(Short task 1)
According to the Cheniere Energy commentary, which of Trump's executive actions was the most significant for LNG stock?
(Short task 2)
Do these statements agree with the Cheniere Energy commentary? For each, answer yes or no and quote the deciding words.
(a) Cheniere specializes in liquefied natural gas.
(b) Investors are moving toward less data and analysis.
(c) Zacks Investment Research said the move prioritizes regulatory constraints over economic growth.

(Source excerpt)
◆ ◆ ◆ ◆

Sometimes, it’s best not to overthink things. Admittedly, that’s tough to do on Wall Street. With so much attention geared toward achieving an edge in the market, investors are gravitating toward more data and in-depth analysis, not less. However, it’s critical to consider the broader context, especially under the current presidential administration.
Whether President Donald Trump is your cup of tea or not, there’s one element we can all agree on: he doesn’t present himself as an overly complicated individual. Instead, he shoots straight from the hip, which is the reason why he’s so remarkably successful in the political realm. His no-nonsense approach cuts through the Washington double-talk and red tape. It’s refreshing and that brings us to Cheniere Energy (LNG).
A specialist in liquefied natural gas (hence the ticker symbol LNG), Cheniere received a significant vote of confidence amid Trump’s flurry of executive orders. For LNG stock, the most significant of these actions was ending former President Joe Biden’s moratorium on the commodity’s export permits.
As Zacks Investment Research noted, this move “underscores Trump's commitment to bolstering America’s energy dominance, reversing the Biden-era environmental policies, and prioritizing economic growth over regulatory constraints.”

◆ ◆ ◆ ◆

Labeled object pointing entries
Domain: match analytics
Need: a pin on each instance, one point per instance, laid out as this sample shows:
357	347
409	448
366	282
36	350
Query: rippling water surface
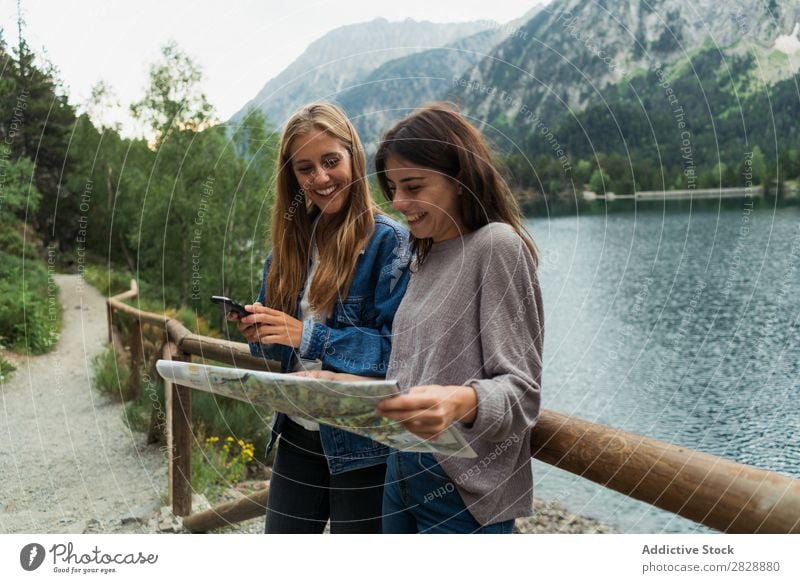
681	326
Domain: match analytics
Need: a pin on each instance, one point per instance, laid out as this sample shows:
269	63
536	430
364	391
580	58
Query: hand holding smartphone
230	306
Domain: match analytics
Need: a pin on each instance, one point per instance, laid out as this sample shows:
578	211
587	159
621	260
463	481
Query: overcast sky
240	44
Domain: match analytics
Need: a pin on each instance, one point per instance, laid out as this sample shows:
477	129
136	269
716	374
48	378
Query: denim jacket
355	339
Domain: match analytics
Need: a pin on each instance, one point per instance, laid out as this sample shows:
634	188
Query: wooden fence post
179	438
137	361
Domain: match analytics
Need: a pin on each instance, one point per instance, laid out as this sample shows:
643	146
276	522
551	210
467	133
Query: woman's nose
319	176
399	202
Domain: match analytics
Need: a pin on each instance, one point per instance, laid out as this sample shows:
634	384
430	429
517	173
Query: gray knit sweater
472	315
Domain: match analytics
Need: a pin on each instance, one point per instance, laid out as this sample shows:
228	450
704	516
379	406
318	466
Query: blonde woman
468	334
330	288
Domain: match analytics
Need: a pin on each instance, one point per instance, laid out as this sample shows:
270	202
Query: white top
306	313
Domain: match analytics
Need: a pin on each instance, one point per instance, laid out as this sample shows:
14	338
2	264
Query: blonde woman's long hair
345	235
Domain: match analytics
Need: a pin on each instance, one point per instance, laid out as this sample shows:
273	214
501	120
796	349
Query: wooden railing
712	491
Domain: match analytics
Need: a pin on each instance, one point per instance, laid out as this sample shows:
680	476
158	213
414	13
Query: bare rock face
572	49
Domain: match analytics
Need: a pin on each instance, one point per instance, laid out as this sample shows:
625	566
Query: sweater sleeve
511	337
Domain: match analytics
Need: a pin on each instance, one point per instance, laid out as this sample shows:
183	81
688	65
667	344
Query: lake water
681	326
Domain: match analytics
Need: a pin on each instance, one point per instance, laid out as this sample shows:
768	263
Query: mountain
345	56
399	86
573	49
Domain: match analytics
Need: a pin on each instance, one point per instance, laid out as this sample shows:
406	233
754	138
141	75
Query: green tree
172	100
599	181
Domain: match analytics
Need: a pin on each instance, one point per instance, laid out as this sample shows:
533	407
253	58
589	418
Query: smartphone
230	306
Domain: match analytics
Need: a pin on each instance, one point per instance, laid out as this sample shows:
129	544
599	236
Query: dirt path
69	463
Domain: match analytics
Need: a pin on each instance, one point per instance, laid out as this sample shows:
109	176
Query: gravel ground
69	463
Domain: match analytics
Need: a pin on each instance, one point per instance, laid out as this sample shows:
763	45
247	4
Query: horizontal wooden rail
718	493
713	491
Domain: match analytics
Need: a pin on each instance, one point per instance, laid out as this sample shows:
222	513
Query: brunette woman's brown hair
439	138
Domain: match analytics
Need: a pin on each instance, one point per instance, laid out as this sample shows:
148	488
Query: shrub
30	308
111	373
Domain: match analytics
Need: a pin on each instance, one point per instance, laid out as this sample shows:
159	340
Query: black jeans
303	494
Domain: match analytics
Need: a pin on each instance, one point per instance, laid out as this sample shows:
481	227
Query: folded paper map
348	405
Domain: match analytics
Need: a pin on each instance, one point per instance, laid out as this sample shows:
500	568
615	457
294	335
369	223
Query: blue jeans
304	494
419	497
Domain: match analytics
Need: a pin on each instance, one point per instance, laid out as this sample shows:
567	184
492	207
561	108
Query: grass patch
106	279
30	307
219	463
6	368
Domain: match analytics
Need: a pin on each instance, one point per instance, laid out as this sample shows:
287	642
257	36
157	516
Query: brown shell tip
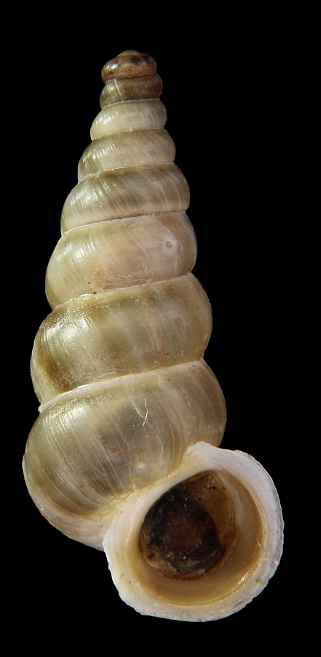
127	64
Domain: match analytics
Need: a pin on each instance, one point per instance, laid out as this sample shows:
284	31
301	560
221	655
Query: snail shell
131	416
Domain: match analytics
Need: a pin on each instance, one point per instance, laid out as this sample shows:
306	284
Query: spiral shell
129	409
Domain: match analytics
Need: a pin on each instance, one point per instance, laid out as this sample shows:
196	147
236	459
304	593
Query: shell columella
125	455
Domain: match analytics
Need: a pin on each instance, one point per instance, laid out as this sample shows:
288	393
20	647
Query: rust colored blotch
129	63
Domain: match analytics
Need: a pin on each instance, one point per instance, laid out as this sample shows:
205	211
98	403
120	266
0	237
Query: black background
226	100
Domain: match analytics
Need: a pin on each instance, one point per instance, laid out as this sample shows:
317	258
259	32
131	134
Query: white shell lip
126	563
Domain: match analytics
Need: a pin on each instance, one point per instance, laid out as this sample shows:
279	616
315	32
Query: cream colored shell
128	406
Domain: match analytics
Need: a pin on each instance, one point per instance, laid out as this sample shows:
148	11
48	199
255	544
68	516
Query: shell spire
131	417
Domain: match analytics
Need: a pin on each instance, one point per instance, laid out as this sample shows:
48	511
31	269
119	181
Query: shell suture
129	408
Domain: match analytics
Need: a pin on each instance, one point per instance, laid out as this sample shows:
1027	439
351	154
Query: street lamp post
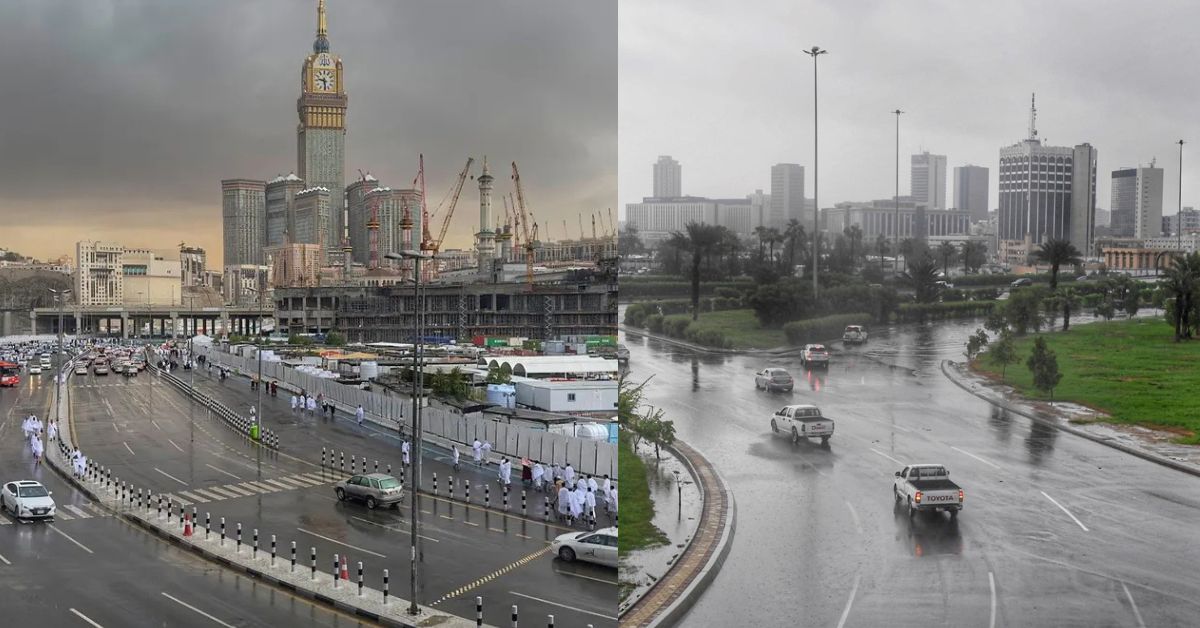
418	386
816	204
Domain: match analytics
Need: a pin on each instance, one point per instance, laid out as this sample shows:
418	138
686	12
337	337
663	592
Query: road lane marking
222	471
993	465
991	585
887	456
84	548
169	476
1065	510
340	543
850	602
576	609
1133	604
87	618
853	514
197	610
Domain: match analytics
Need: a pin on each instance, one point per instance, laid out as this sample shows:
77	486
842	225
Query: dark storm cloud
138	108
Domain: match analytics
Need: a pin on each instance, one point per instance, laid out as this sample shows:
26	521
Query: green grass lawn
636	509
742	328
1132	370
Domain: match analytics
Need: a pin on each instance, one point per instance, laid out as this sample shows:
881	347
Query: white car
27	500
598	546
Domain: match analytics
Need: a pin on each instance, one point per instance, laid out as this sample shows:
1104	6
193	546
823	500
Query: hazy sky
121	117
724	87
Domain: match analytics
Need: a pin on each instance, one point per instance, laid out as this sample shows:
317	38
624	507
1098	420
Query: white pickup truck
802	422
927	488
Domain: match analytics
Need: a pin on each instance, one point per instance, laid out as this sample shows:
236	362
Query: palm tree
1056	252
702	239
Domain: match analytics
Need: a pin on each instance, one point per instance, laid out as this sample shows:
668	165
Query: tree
976	344
1003	352
1056	252
1044	366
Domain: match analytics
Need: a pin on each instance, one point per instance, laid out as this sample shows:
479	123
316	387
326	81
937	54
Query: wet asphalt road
88	568
1056	530
142	428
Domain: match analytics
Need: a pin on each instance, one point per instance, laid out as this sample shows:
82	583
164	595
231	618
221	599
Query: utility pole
816	204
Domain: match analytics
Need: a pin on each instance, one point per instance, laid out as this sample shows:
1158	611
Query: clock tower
321	135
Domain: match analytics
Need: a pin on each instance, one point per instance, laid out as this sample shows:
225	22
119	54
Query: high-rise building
321	135
1138	202
787	195
929	180
667	178
281	195
1047	191
971	191
243	220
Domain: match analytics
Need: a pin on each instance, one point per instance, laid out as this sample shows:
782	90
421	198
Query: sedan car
815	356
27	500
772	380
598	546
373	489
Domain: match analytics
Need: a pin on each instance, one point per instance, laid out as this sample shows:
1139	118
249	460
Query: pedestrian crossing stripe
246	489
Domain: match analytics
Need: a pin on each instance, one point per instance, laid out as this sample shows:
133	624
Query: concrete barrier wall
587	456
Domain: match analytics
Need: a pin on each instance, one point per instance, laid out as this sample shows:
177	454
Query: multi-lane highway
91	569
1056	530
147	431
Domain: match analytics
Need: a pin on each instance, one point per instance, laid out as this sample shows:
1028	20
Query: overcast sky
121	117
724	87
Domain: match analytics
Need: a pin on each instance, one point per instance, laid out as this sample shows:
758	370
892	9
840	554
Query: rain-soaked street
1056	530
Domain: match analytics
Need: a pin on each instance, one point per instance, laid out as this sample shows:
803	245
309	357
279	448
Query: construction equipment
525	225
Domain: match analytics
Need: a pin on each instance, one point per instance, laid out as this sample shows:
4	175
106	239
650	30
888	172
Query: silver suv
373	489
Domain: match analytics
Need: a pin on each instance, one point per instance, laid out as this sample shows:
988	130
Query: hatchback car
373	489
598	546
27	500
772	380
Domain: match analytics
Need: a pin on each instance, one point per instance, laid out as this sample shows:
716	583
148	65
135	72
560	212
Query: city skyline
965	94
131	144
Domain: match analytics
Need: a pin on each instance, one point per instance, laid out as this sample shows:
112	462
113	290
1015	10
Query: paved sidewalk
678	590
1155	446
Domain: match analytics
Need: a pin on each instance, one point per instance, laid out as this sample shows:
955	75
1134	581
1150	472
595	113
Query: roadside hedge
821	329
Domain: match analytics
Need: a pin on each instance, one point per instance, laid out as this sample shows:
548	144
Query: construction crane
433	246
525	225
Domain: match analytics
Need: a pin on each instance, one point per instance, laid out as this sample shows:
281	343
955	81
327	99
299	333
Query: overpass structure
151	321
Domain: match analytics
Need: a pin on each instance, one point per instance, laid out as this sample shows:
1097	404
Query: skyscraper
1047	191
971	191
321	135
929	180
667	178
243	220
786	195
1138	202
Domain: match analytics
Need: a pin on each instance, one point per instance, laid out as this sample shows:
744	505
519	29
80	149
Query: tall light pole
418	387
895	252
816	204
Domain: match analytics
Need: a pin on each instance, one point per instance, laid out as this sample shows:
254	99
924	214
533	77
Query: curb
1069	429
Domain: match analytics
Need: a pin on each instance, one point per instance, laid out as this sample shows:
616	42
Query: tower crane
525	225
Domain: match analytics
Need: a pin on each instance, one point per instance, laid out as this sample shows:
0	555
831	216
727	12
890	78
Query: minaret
486	245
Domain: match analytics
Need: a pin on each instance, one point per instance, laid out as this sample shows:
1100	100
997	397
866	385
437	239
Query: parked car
599	546
927	488
27	500
772	380
373	489
814	356
802	422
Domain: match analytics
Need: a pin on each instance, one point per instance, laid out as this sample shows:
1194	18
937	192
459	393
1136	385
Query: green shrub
821	329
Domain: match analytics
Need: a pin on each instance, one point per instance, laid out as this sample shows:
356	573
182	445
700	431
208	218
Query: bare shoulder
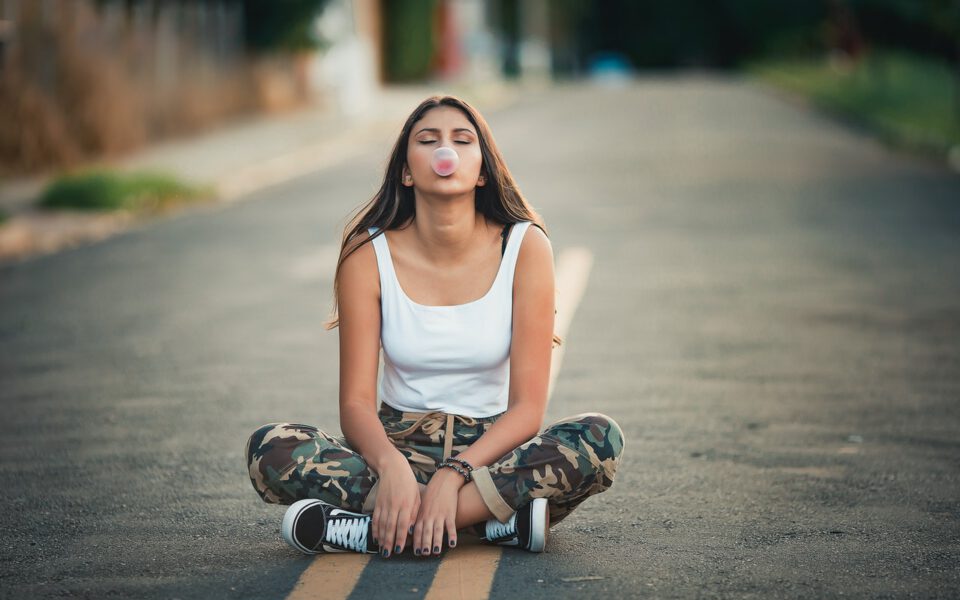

◆ ◆ ◆ ◆

(Worked answer 1)
Ending former President Joe Biden's moratorium on liquefied natural gas export permits.

(Worked answer 2)
(a) Yes: "A specialist in liquefied natural gas"
(b) No: "investors are gravitating toward more data and in-depth analysis, not less"
(c) No: "prioritizing economic growth over regulatory constraints"